• SELECTED EXCERPT:
%%
It also follows that Buddhism must have arrived early in some other eastern Iranian areas besides Khotan, such as Nagarahāra, Arachosia, Kapiśa, Bactria, Parthia, and Sogdiana (see BUDDHISM i. and iii.). Of the numerous Buddhist ruins in these regions, the earliest are dated to the Kushan dynasty (1st-3rd centuries). Buddhist tradition describes Kaniṣka (r. 1st century CE), the most famous Kushan ruler, as a zealous Buddhist who took an active part in religious activities and built numerous Buddhist religious structures. His coinage carries images of Iranian and Hellenistic-Roman deities and—rarely—the Buddha. The Rabāṭak inscription made in Kaniṣka’s name (Sims-Williams and Cribb, pp. 77-79, 107-9) says nothing about the Buddha or Buddhist deities when dealing with his religious convictions.
%%
• CHALLENGE A:
Answer these questions from the passage on early Buddhism in eastern Iran, marking each answer as its question is marked:
(i) To which dynasty are the earliest Buddhist ruins in these regions dated?
(ii) What images does Kaniṣka's coinage carry?
(iii) What does the Rabāṭak inscription say about the Buddha or Buddhist deities when dealing with Kaniṣka's religious convictions?
The passage on Buddhism in eastern Iran and the entries after it are separate material with no connection to each other.

• RECORDS FOR THIS TASK:
%%
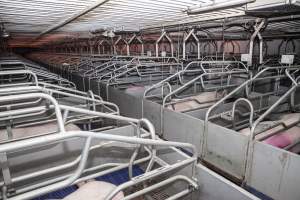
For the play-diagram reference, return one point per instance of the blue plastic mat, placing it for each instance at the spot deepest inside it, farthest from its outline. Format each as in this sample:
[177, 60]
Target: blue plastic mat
[115, 178]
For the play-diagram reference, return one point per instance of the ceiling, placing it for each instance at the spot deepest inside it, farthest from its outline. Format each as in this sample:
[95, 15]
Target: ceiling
[28, 19]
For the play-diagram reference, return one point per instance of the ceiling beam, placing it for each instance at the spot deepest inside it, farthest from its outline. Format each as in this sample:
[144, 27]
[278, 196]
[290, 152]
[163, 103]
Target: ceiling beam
[72, 18]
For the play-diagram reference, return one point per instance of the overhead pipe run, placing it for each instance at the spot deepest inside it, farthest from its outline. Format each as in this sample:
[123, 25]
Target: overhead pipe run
[164, 34]
[72, 18]
[261, 58]
[217, 6]
[257, 28]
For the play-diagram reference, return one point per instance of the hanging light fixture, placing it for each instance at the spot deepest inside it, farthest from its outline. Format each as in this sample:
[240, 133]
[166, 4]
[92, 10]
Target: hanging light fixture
[105, 33]
[4, 33]
[111, 34]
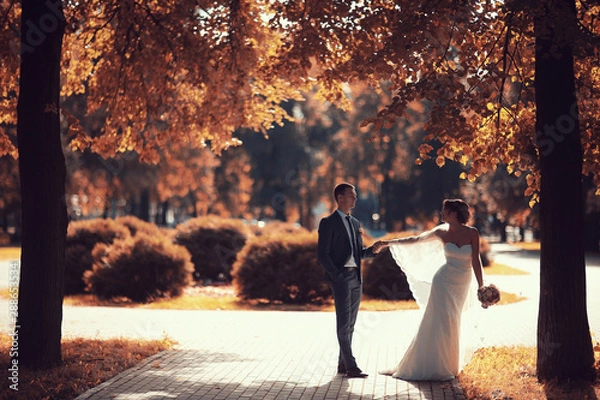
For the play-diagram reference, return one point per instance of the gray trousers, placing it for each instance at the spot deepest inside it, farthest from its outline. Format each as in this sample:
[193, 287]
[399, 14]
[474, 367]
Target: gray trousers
%%
• CHALLENGE B: Quote every line of all the entries on marking points in the pictures word for word, but leave out the pictures themselves.

• FULL ANSWER A:
(i) The Kushan dynasty (1st–3rd centuries).
(ii) Images of Iranian and Hellenistic-Roman deities and, rarely, the Buddha.
(iii) Nothing.

• FULL ANSWER B:
For the play-diagram reference, return one point per instance of the blue plastic mat, placing it for each instance at the spot deepest inside it, farthest from its outline. Format each as in this sample:
[177, 60]
Target: blue plastic mat
[115, 178]
For the play-diagram reference, return one point per instance of the ceiling, placing it for each instance at the spot deepest inside it, farthest from its outline. Format each as in this sample:
[95, 15]
Target: ceiling
[28, 19]
For the play-diagram reference, return one point per instance of the ceiling beam, placing it for each instance at the spot deepest inside it, farthest from its outline. Format each as in this sample:
[144, 27]
[278, 196]
[290, 152]
[163, 103]
Target: ceiling beam
[72, 18]
For the play-diagram reference, return one point per instance of the overhead pipe run, placing it for each instance at the spot deepest inside it, farthest from its outline. Format each as in this sample:
[123, 25]
Target: overhead pipe run
[164, 34]
[72, 18]
[261, 58]
[217, 6]
[257, 28]
For the play-diagram reference, return one point per instance of the hanging light fixture, placing it for each instance at the spot deepest inside it, farthest from its outline. Format each as in this sample:
[240, 133]
[166, 4]
[92, 10]
Target: hanging light fixture
[105, 33]
[4, 33]
[111, 34]
For the play-diagram reference, return one point per instance of the gray trousers, placing it for each instance at the spot deepest inside it, farthest from its outline. Format each as in this sample:
[193, 287]
[399, 14]
[474, 367]
Target: gray trousers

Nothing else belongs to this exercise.